● Task objective
Write out the line that contains "Where can you spot the mallet head?" and every line after it through the end of the entries, exactly as given and with no other lines.

● Data excerpts
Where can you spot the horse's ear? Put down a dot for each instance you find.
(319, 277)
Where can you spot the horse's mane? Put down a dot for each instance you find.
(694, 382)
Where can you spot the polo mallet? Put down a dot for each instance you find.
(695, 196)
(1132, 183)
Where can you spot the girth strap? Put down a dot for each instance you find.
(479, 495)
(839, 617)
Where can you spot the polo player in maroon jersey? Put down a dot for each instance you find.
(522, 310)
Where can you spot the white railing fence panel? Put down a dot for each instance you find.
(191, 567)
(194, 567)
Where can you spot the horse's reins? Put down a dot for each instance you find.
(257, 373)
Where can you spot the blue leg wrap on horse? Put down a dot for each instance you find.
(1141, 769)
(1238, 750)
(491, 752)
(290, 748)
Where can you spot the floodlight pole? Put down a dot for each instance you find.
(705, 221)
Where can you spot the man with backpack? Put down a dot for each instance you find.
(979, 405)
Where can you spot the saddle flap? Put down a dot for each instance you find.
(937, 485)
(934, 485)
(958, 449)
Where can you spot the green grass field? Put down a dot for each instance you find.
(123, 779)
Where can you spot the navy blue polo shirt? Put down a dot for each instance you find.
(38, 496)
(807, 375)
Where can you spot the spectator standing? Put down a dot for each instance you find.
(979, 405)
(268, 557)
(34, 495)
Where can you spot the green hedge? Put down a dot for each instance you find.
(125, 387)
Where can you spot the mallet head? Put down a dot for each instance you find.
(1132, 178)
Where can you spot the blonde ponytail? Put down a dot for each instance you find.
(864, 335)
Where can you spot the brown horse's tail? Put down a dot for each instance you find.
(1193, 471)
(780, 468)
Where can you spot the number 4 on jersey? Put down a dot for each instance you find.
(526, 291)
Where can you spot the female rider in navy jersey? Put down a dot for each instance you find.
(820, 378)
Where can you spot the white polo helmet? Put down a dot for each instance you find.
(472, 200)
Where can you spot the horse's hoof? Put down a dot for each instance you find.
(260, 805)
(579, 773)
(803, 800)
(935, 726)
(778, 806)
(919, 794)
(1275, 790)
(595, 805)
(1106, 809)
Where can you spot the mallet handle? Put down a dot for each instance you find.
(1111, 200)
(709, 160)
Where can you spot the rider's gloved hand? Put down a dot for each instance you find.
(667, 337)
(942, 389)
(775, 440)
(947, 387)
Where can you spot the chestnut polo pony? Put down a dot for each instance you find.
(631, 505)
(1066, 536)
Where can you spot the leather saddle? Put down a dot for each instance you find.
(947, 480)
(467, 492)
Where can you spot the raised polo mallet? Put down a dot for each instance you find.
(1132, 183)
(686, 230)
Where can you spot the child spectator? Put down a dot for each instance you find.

● Exercise result
Where can you spot the mallet head? Put down a dot for each instance you find.
(1132, 178)
Where can you spot the blonde ponytail? Put down a dot for each instance you find.
(864, 335)
Where can you spot the brown horse's tail? Put down a dot for each instance you find.
(1193, 471)
(780, 468)
Where can you spot the number 4 on jersey? Put down a dot for each instance you find.
(526, 291)
Where can you spot the female rider in navy jersey? Put down a dot for each instance you find.
(820, 378)
Where can you spot the white polo helmet? Put down a dot for each instance you find.
(472, 200)
Where can you spot the horse's hoof? Put down a dot for each instance you find.
(260, 805)
(579, 773)
(803, 800)
(935, 726)
(778, 806)
(919, 794)
(1275, 790)
(595, 805)
(1106, 809)
Where can you spot the mallet handle? Put down a dot for each instance you find.
(1111, 200)
(709, 160)
Where can you spot the rider's gloved hand? Put down a dot for each instance you find.
(667, 337)
(942, 389)
(775, 440)
(947, 387)
Where can you spot the chestnut polo pony? Put down a dot for each instance you find.
(631, 505)
(1066, 536)
Where can you spot the leather saddle? Put down a dot for each instance you find.
(947, 480)
(467, 492)
Where can you spot the raised polo mallet? Put down a dot for each instance you find.
(1132, 183)
(686, 230)
Where can you spot the child spectator? Put down a dot for each instance you find.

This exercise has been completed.